(Excerpted passage begins)
Two area dialysis clinic operators — American Renal Associates and Fresenius Medical Care Holdings — have signed consent orders with the Federal Trade Commission settling charges that they unlawfully tried to restrain competition.
According to the FTC, the parties entered into an asset purchase agreement on Aug. 3, 2005, under which ARA proposed to purchase five Rhode Island dialysis clinics from Fresenius. The agreement also required Fresenius to close an additional three clinics — two in Rhode Island and one in Fall River. The parties terminated the asset purchase agreement on March 13, 2006, after FTC staff raised antitrust concerns.
The FTC’s complaint alleges two separate violations of antitrust laws. The commission charges that the agreement between ARA and Fresenius to close three Fresenius clinics was an agreement to eliminate competition in the affected areas of East Providence, North Providence and Fall River. The effect of this elimination of competition would have been an increase in ARA’s ability to raise prices in these areas and to reduce ARA’s incentives to improve service and quality.
Also, commission charged that ARA’s proposed acquisition of two Fresenius clinics in Warwick would substantially reduce competition for outpatient dialysis services in the Warwick/Cranston area.
(Excerpted passage ends)
> **What this exercise asks**
**1.** According to the report on the dialysis clinic settlement, on what date did the parties terminate their asset purchase agreement?
**2.** Duplicate the report on the dialysis clinic settlement from "Two area dialysis" up to and including "raised antitrust concerns.".
(Study material begins)
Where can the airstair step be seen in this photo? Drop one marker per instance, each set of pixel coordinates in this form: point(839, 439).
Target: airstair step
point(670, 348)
(Study material ends)
(Study material begins)
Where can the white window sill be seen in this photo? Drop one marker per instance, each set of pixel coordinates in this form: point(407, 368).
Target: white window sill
(Study material ends)
> **Results of the tasks**
**1.** March 13, 2006

**2.**
Two area dialysis clinic operators — American Renal Associates and Fresenius Medical Care Holdings — have signed consent orders with the Federal Trade Commission settling charges that they unlawfully tried to restrain competition.
According to the FTC, the parties entered into an asset purchase agreement on Aug. 3, 2005, under which ARA proposed to purchase five Rhode Island dialysis clinics from Fresenius. The agreement also required Fresenius to close an additional three clinics — two in Rhode Island and one in Fall River. The parties terminated the asset purchase agreement on March 13, 2006, after FTC staff raised antitrust concerns.